| Exercise details |
Print every line of the data exactly as shown.
#####
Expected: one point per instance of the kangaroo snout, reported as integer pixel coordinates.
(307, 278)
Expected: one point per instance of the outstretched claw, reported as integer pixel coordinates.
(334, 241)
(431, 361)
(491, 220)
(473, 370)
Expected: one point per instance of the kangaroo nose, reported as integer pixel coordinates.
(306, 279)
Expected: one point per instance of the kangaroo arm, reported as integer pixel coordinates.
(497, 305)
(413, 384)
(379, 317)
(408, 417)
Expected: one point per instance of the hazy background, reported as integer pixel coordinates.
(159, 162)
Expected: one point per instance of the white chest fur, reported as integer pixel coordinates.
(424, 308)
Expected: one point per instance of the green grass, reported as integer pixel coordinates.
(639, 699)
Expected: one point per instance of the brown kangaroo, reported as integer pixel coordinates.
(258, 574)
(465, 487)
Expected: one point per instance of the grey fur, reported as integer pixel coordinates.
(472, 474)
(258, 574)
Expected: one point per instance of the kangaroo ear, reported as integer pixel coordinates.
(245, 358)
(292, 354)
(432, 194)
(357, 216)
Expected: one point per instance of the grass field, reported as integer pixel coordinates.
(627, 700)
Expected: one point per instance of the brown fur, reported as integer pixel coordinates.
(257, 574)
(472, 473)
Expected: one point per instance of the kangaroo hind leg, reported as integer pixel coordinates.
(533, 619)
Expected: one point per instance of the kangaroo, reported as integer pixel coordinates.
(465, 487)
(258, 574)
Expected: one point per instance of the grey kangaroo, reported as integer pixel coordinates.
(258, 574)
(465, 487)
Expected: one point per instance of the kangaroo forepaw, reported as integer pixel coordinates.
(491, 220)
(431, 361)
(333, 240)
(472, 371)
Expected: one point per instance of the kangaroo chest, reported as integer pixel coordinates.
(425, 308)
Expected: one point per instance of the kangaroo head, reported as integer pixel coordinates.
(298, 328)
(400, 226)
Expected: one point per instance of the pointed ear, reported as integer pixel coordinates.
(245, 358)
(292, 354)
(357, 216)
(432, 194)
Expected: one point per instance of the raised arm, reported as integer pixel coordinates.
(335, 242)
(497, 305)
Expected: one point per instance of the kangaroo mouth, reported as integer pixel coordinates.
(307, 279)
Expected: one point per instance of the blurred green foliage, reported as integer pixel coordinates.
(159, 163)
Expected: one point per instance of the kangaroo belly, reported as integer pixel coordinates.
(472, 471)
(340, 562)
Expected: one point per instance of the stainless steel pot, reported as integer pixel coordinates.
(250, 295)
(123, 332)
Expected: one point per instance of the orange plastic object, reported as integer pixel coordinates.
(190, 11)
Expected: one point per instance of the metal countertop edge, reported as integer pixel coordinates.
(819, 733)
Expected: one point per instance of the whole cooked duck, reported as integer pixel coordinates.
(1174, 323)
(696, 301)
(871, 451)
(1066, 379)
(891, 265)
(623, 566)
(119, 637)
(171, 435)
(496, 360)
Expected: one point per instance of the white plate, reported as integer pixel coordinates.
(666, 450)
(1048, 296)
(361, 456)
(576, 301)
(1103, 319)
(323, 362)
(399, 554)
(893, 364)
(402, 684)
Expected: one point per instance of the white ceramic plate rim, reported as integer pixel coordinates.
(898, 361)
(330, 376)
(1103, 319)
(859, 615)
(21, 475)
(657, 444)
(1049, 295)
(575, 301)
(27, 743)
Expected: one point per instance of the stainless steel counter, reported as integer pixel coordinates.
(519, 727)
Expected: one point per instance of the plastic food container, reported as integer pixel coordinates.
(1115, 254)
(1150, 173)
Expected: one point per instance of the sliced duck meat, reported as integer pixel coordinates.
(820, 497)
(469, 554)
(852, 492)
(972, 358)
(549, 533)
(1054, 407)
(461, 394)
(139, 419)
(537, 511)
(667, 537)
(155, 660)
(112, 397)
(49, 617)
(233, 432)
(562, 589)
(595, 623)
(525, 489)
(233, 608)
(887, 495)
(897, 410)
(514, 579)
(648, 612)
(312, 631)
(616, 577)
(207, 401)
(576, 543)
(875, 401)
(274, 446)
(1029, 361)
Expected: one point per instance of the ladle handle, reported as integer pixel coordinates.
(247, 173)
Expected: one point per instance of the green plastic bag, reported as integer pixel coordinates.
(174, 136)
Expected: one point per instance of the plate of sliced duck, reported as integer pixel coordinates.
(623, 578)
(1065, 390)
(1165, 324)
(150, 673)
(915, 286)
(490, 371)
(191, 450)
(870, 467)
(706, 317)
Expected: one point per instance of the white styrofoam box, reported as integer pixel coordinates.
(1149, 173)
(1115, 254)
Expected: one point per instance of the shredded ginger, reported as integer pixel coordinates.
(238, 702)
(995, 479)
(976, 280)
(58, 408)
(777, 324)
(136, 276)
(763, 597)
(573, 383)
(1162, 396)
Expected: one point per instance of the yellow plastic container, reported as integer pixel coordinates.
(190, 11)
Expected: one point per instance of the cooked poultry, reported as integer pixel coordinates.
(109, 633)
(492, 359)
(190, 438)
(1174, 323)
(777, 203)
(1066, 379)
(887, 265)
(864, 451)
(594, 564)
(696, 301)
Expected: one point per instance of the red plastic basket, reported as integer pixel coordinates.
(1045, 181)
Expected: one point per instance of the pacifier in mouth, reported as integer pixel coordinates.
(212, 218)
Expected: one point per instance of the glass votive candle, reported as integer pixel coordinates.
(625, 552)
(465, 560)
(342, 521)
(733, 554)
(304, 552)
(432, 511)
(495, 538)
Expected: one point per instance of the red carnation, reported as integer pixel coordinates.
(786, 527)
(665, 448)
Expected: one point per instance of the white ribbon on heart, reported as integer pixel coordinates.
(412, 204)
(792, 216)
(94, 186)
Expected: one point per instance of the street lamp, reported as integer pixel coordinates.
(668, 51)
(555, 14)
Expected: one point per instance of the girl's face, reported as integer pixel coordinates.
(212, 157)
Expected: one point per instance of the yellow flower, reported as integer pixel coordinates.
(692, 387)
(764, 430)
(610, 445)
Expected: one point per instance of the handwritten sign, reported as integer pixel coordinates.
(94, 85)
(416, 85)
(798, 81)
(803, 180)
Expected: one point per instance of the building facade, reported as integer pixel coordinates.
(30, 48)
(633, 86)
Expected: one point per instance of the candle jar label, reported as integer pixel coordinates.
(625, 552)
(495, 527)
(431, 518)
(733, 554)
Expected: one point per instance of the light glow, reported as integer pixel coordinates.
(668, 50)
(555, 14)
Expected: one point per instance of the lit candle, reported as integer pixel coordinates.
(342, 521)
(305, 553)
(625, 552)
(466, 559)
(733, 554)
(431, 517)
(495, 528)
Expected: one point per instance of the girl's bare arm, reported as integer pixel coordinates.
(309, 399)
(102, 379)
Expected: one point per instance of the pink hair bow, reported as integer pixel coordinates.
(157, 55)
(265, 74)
#####
| Response below |
Expected: one point per instance of the kangaroo snout, reported as integer pixel coordinates.
(307, 278)
Expected: one point per instance of the outstretched claw, reported as integer pixel coordinates.
(334, 241)
(431, 361)
(491, 220)
(473, 370)
Expected: one point per instance of the kangaroo nose, reported as integer pixel coordinates.
(306, 279)
Expected: one point per instance of the kangaroo arm, reported as integer pixel coordinates.
(497, 305)
(413, 384)
(379, 317)
(408, 417)
Expected: one point per instance of the hazy background, reported as integer pixel coordinates.
(159, 162)
Expected: one point per instance of the white chest fur, reported as integer pixel coordinates.
(424, 308)
Expected: one point per instance of the green grass, reported as integer pixel coordinates.
(639, 699)
Expected: one point per instance of the brown kangaroo, reported as integer pixel coordinates.
(258, 574)
(465, 487)
Expected: one point per instance of the grey fur, reported as integer pixel coordinates.
(472, 474)
(258, 574)
Expected: one point per instance of the kangaroo ear, reported as integer pixel coordinates.
(245, 358)
(292, 354)
(432, 194)
(357, 216)
Expected: one point per instance of the grass field, reported as integer pixel coordinates.
(627, 700)
Expected: one point per instance of the brown fur, reported as integer pixel coordinates.
(257, 574)
(472, 473)
Expected: one point per instance of the kangaroo hind leg, reported as integer pixel coordinates.
(533, 619)
Expected: one point per instance of the kangaroo, reported as integer pixel coordinates.
(465, 487)
(258, 574)
Expected: one point per instance of the grey kangaroo, reported as integer pixel coordinates.
(258, 574)
(465, 487)
Expected: one point per instance of the kangaroo forepaw, reported as integer pixel coordinates.
(491, 220)
(431, 361)
(333, 240)
(472, 371)
Expected: one point per instance of the kangaroo chest, reported as integer pixel coordinates.
(425, 308)
Expected: one point per instance of the kangaroo head, reported as integer pixel coordinates.
(298, 328)
(400, 226)
Expected: one point per instance of the pointed ear, reported as integer pixel coordinates.
(245, 358)
(292, 354)
(357, 216)
(432, 194)
Expected: one point per instance of the raised arm, reported as integer pixel coordinates.
(335, 242)
(497, 305)
Expected: one point per instance of the kangaroo mouth, reported as integer pixel coordinates.
(307, 279)
Expected: one point per instance of the blurred green foliage, reported as integer pixel coordinates.
(159, 163)
Expected: one point per instance of the kangaroo belly, reported as integer pixel coordinates.
(472, 471)
(340, 562)
Expected: one point per instance of the stainless steel pot, reported as integer pixel coordinates.
(250, 295)
(123, 332)
Expected: one point per instance of the orange plastic object, reported as integer pixel coordinates.
(190, 11)
Expected: one point per instance of the metal countertop edge, reported as integer pixel coordinates.
(819, 733)
Expected: one point per instance of the whole cooked duck, reported as integer pixel coordinates.
(1174, 323)
(696, 301)
(871, 451)
(1066, 379)
(891, 265)
(623, 566)
(119, 637)
(171, 435)
(496, 360)
Expected: one point per instance of the white plate, reported as integer pixel coordinates.
(666, 450)
(1048, 296)
(361, 456)
(576, 301)
(1103, 319)
(323, 362)
(399, 554)
(893, 364)
(402, 684)
Expected: one point per instance of the white ceramic plate rim, reported as integer pixel coordinates.
(898, 361)
(330, 376)
(1103, 319)
(859, 615)
(21, 475)
(657, 444)
(1049, 295)
(575, 301)
(27, 743)
Expected: one point per instance of the stainless steel counter, reported as integer pixel coordinates.
(519, 727)
Expected: one point per instance of the plastic food container, reported as integer pixel coordinates.
(1115, 254)
(1150, 173)
Expected: one point per instance of the sliced duck meat, reported as integer pixel coordinates.
(820, 497)
(469, 554)
(852, 492)
(972, 358)
(549, 533)
(1054, 407)
(461, 394)
(139, 419)
(537, 511)
(667, 537)
(155, 660)
(112, 397)
(49, 617)
(233, 432)
(562, 589)
(595, 623)
(525, 489)
(233, 608)
(887, 495)
(897, 410)
(514, 579)
(648, 612)
(312, 631)
(616, 577)
(207, 401)
(576, 543)
(875, 401)
(274, 446)
(1029, 361)
Expected: one point per instance of the ladle handle, reported as integer pixel coordinates.
(247, 173)
Expected: one point per instance of the green plastic bag, reported as integer pixel coordinates.
(174, 136)
Expected: one point per instance of the plate of sliced duck, reported as integer pixel coordinates.
(623, 578)
(1065, 390)
(1165, 324)
(150, 673)
(915, 286)
(490, 371)
(191, 450)
(870, 467)
(706, 317)
Expected: one point per instance of the white styrofoam box, reported as integer pixel coordinates.
(1149, 173)
(1115, 254)
Expected: one point per instance of the shredded ginger, reported as integer pixel coordinates.
(238, 702)
(995, 479)
(976, 280)
(58, 408)
(777, 324)
(136, 276)
(763, 597)
(573, 383)
(1162, 396)
Expected: one point per instance of the yellow plastic container, reported as integer pixel coordinates.
(190, 11)
Expected: one point per instance of the cooked poultry, reported as integer pixel coordinates.
(109, 633)
(492, 359)
(190, 438)
(1174, 323)
(777, 203)
(1066, 379)
(887, 265)
(864, 451)
(594, 564)
(696, 301)
Expected: one point per instance of the red plastic basket, reported as integer pixel coordinates.
(1045, 181)
Expected: one point per instance of the pacifier in mouth, reported as integer pixel coordinates.
(212, 218)
Expected: one point per instance of the glass votive candle, reported as integer pixel coordinates.
(625, 552)
(465, 560)
(342, 521)
(733, 554)
(304, 552)
(432, 511)
(495, 538)
Expected: one point per instance of the red carnation, reported as integer pixel coordinates.
(786, 527)
(665, 448)
Expected: one point per instance of the white ribbon on heart, reported as integer pixel coordinates.
(412, 204)
(792, 216)
(94, 186)
Expected: one point per instance of the street lamp, reported as integer pixel coordinates.
(668, 51)
(555, 14)
Expected: one point per instance of the girl's face, reported as integer pixel coordinates.
(212, 157)
Expected: one point per instance of the yellow flower, reported as integer pixel coordinates.
(692, 387)
(764, 430)
(610, 445)
Expected: one point per instance of the handwritten sign, reported as integer pixel coordinates.
(94, 85)
(416, 85)
(798, 81)
(803, 180)
Expected: one point per instance of the building facade, reported as integer pixel coordinates.
(30, 48)
(633, 86)
Expected: one point per instance of the candle jar label, reported as integer pixel coordinates.
(625, 552)
(495, 527)
(431, 518)
(733, 554)
Expected: one point per instance of the light glow, reported as integer pixel coordinates.
(668, 50)
(555, 14)
Expected: one point per instance of the lit candle, reported as integer pixel coordinates.
(342, 521)
(305, 553)
(625, 552)
(466, 559)
(733, 554)
(431, 517)
(495, 528)
Expected: one point per instance of the girl's bare arm, reported as integer pixel coordinates.
(309, 399)
(102, 379)
Expected: one point per instance of the pink hair bow, reported as integer pixel coordinates.
(157, 55)
(265, 74)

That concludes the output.